→ **ASSIGNMENT**: Nothing outside the range below should be printed. Output exactly the lines from the line with "Target: soccer ball on grass" to the line with "Where can the player's hand on head", both included.

(Referring expression data)
⁂

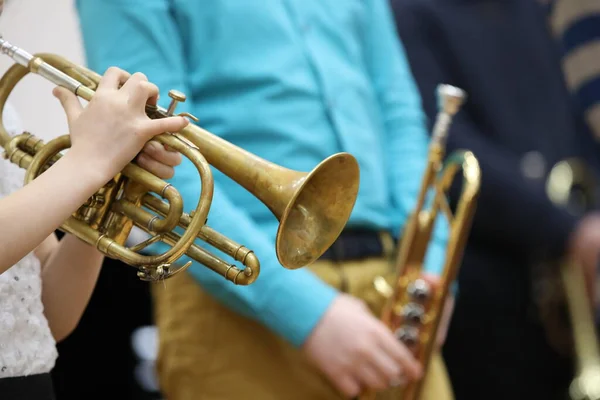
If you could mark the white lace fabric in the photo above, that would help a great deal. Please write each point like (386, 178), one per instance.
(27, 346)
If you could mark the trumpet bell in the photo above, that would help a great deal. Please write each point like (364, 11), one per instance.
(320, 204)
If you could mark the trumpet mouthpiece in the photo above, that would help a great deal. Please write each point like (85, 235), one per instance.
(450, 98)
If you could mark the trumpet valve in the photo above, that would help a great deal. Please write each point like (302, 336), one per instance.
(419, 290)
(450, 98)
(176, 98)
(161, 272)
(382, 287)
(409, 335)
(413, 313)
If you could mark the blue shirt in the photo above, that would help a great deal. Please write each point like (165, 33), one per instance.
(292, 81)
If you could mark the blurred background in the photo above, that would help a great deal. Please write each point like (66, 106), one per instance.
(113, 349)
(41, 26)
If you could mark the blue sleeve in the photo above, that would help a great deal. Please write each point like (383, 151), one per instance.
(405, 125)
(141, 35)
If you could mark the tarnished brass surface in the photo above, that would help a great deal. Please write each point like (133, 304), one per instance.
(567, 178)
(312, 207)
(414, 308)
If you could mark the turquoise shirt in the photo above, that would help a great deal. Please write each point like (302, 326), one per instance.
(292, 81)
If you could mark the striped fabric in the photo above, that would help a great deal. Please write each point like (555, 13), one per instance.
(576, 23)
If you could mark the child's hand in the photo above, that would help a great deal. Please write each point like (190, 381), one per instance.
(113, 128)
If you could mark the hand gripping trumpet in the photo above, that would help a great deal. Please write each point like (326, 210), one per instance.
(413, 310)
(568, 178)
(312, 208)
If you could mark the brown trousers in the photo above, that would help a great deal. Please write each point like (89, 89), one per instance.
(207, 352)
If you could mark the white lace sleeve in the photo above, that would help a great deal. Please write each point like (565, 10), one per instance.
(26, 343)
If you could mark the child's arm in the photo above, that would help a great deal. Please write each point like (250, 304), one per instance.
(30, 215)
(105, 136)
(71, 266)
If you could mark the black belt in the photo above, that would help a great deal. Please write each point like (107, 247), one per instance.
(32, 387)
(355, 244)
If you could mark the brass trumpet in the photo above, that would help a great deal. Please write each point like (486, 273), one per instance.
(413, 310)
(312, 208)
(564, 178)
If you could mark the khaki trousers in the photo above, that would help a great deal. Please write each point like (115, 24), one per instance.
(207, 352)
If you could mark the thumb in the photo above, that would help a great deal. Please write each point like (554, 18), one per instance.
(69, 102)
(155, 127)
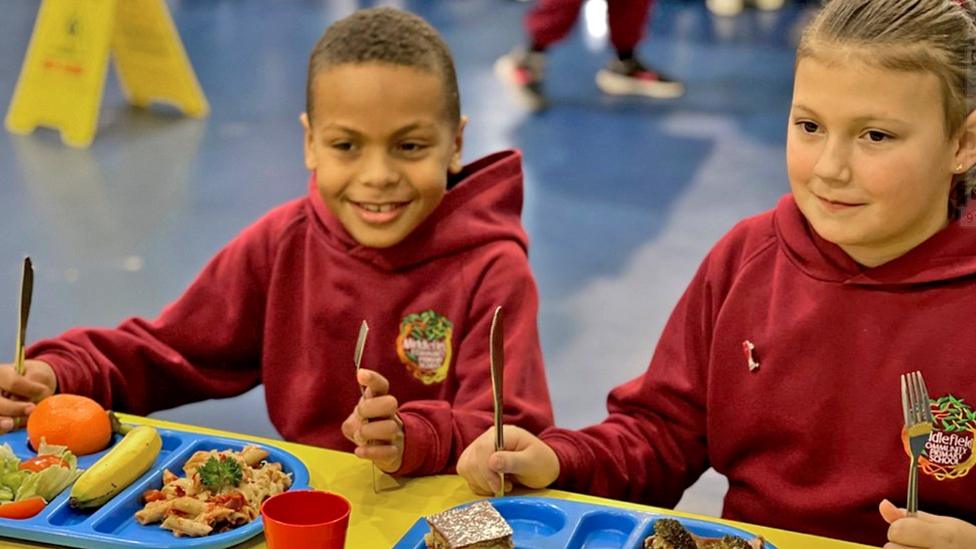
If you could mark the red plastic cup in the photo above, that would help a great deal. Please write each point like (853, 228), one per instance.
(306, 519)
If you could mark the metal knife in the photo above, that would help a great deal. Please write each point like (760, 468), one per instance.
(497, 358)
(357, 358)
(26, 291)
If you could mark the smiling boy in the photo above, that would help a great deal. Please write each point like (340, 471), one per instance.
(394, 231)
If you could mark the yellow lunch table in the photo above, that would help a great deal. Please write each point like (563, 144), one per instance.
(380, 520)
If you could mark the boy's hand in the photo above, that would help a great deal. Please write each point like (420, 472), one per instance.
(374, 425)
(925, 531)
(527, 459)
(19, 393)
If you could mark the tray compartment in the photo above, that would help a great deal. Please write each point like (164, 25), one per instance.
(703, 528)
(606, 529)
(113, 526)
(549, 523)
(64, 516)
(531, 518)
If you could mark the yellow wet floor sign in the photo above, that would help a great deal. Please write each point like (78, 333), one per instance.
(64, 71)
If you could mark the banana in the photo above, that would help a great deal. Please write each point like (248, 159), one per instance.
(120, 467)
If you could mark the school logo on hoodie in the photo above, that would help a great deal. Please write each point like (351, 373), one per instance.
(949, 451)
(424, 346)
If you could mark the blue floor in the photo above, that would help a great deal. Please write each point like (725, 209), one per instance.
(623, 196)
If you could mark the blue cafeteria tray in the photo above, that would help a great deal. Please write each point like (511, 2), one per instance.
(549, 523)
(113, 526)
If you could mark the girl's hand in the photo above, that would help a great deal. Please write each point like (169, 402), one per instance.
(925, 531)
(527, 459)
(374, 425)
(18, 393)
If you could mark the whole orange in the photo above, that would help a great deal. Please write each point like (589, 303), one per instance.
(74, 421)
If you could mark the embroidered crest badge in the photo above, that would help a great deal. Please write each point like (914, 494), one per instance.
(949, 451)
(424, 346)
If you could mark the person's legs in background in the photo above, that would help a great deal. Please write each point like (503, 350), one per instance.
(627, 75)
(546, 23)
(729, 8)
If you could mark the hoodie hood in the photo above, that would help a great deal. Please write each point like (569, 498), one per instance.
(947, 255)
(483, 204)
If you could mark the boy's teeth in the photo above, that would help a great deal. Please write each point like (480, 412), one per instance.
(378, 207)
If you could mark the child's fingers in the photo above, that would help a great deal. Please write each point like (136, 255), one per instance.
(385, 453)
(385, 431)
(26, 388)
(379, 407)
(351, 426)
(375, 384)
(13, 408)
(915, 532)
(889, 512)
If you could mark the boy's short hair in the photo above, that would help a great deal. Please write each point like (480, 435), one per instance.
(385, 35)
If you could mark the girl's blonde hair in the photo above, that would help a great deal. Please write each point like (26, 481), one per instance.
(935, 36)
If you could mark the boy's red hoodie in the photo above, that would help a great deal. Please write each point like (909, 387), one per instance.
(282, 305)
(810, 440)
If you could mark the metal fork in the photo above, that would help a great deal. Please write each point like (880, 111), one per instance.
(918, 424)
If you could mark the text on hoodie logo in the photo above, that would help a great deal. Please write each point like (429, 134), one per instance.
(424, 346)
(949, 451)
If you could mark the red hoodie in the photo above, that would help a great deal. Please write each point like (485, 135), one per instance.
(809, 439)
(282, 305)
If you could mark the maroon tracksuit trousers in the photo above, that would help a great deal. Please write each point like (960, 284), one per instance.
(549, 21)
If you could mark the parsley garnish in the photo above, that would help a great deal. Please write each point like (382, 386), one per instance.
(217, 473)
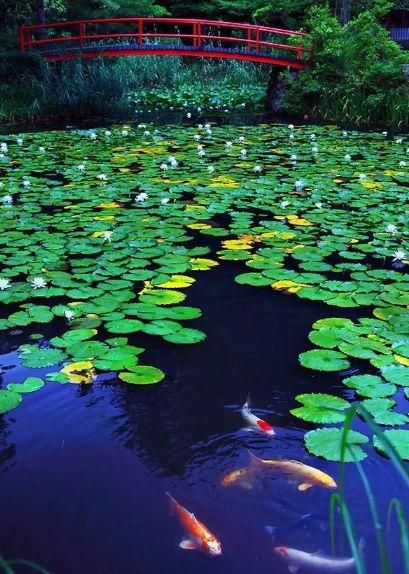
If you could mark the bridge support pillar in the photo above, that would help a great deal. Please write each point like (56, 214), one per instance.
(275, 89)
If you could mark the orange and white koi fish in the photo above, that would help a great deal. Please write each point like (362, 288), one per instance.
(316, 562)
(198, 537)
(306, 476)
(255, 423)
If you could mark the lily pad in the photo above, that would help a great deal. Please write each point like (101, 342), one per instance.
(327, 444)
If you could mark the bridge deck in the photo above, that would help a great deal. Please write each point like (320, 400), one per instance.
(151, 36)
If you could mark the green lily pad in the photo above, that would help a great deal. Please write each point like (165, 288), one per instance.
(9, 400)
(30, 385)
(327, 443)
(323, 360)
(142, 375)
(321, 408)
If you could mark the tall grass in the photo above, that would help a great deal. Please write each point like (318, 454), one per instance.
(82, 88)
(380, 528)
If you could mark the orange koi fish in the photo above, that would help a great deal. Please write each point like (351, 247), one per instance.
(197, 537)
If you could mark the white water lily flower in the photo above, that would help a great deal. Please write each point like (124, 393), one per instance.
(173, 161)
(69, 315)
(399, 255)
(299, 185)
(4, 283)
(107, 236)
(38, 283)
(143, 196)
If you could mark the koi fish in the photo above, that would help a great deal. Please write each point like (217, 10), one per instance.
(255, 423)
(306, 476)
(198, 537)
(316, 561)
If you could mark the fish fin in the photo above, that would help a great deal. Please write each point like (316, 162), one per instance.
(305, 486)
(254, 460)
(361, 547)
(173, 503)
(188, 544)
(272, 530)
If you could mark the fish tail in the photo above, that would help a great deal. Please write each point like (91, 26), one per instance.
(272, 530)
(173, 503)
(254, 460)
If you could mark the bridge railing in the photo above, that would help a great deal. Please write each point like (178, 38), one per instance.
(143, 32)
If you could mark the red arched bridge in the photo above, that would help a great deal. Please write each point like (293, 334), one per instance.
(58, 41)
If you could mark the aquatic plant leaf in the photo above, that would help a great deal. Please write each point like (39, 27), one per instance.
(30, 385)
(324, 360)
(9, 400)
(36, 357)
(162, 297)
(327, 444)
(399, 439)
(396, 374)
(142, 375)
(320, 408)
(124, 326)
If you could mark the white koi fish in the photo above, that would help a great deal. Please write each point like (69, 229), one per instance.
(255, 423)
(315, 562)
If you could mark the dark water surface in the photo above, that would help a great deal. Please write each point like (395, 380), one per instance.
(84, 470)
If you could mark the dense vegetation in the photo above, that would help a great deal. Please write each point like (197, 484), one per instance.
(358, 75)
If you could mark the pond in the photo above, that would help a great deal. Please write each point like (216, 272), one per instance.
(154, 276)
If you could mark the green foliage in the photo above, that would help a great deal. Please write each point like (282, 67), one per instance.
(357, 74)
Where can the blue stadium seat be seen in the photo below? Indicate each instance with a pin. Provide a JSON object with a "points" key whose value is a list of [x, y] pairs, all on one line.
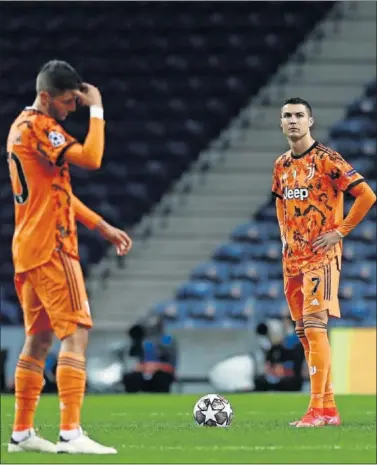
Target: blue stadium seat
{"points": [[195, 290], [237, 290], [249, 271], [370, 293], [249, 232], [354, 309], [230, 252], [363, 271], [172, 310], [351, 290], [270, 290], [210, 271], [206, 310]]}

⁂

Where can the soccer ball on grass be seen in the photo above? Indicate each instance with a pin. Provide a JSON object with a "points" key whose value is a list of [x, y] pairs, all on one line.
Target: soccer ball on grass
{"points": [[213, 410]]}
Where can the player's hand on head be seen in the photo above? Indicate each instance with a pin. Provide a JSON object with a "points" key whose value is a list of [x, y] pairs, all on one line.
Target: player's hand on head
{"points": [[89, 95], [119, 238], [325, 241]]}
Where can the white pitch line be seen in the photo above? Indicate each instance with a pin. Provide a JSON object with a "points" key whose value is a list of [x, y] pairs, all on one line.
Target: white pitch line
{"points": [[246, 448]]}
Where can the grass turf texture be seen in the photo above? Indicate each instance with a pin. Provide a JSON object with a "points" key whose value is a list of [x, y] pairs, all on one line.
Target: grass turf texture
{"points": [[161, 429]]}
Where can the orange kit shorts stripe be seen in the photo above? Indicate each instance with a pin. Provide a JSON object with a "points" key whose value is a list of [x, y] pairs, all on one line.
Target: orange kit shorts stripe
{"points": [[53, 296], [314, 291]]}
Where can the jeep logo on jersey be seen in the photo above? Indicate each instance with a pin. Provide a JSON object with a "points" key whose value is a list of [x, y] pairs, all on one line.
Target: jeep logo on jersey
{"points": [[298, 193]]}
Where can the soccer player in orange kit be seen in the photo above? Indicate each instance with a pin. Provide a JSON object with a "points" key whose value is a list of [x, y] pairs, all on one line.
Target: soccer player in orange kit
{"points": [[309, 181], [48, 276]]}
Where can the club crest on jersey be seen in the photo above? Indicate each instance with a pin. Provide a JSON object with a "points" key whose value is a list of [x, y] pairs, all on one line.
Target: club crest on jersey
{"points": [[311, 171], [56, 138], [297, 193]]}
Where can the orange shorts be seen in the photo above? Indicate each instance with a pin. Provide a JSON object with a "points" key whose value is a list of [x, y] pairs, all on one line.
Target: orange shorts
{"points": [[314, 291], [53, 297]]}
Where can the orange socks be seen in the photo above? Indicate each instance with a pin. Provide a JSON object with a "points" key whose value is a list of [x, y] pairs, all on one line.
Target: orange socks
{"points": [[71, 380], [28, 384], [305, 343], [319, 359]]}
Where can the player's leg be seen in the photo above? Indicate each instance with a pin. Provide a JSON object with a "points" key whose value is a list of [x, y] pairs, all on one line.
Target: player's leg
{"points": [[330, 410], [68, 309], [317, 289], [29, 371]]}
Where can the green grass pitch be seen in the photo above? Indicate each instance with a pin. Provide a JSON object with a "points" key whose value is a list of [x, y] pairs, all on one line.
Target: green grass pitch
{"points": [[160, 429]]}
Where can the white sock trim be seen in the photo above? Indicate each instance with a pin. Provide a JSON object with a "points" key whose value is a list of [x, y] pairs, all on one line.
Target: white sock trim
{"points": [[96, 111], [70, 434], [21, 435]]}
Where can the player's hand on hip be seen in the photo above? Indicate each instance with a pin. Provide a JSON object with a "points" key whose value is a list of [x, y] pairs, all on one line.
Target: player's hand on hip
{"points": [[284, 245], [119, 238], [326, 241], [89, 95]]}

⁂

→ **RESULT FOR THIS EXERCISE**:
Target: soccer ball on grass
{"points": [[213, 410]]}
Where can the player's hand on head be seen in the photo above? Indicate each instance with a pin. Provide a JSON object with a "points" key whose value is a list of [x, y] pairs, all on one line.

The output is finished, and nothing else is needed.